BRIEF:
For this exercise, report every line of the material that includes "side".

MATERIAL FOR THIS EXERCISE:

== == ==

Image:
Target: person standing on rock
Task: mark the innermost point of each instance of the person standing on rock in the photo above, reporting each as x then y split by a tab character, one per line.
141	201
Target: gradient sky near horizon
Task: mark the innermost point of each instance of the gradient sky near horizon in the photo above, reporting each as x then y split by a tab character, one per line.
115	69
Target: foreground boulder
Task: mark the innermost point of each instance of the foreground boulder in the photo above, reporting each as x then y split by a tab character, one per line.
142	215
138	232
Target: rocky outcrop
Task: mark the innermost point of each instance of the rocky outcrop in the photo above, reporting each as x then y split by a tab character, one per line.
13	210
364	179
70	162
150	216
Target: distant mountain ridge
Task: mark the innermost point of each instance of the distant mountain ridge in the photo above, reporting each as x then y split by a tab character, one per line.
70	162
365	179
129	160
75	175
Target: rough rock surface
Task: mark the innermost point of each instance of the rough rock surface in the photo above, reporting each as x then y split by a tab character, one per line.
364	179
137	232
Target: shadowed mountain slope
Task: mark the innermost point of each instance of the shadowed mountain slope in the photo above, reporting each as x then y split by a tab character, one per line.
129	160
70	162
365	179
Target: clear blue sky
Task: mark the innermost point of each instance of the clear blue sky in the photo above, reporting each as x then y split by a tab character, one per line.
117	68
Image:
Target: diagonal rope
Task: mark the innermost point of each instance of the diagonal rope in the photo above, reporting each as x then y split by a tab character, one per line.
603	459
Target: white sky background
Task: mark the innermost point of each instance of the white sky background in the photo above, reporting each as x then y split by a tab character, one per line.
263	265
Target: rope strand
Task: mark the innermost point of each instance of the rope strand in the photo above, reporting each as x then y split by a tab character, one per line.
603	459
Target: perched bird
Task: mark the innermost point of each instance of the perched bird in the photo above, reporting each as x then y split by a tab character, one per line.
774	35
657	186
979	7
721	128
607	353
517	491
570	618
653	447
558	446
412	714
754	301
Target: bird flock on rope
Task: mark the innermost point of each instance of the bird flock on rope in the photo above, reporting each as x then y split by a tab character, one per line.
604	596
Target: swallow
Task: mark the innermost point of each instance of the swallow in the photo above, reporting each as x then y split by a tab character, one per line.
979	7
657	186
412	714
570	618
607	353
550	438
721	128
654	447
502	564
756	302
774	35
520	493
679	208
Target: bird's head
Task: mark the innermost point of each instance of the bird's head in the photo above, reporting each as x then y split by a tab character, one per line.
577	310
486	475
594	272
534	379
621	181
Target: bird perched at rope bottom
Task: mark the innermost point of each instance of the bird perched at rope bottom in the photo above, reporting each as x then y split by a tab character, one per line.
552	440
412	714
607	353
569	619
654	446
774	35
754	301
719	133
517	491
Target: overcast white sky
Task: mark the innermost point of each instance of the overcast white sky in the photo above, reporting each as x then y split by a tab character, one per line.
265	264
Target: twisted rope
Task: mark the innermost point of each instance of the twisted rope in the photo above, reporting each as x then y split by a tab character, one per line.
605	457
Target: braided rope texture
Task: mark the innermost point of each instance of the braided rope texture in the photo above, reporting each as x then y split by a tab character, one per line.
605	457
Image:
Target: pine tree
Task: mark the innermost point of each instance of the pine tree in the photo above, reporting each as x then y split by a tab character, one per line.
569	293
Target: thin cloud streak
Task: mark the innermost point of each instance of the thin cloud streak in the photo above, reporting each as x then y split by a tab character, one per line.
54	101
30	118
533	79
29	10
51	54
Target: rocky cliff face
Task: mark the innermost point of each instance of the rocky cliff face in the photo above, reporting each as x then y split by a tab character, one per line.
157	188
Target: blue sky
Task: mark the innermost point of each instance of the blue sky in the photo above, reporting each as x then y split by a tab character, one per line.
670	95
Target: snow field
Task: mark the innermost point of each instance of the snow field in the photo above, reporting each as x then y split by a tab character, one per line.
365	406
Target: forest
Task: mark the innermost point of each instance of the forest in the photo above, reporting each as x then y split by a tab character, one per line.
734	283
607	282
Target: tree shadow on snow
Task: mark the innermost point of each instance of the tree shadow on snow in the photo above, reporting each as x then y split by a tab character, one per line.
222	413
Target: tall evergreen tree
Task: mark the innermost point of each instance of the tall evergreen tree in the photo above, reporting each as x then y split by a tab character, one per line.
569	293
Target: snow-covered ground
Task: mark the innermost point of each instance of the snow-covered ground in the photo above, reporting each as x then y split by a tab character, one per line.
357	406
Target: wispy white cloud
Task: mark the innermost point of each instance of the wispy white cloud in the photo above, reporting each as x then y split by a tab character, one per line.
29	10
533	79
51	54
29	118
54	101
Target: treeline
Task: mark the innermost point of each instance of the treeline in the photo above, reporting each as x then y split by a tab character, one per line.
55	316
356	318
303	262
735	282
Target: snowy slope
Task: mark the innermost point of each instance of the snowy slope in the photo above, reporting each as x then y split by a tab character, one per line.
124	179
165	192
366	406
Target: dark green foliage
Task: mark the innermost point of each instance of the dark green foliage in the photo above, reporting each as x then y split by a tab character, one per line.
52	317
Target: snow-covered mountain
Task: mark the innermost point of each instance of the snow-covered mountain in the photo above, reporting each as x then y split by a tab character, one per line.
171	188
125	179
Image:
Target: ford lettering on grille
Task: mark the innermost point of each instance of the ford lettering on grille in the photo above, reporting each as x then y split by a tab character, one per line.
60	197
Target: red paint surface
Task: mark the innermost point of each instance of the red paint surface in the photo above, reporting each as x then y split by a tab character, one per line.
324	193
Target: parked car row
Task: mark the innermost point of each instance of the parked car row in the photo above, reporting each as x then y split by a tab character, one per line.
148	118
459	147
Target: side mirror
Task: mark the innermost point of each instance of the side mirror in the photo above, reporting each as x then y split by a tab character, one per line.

== == ==

TASK RESPONSE:
Target: side mirror
Task: mark the innermost point of each instance of the side mirror in the photo above, reporting each as x then y split by a tab character, one per line.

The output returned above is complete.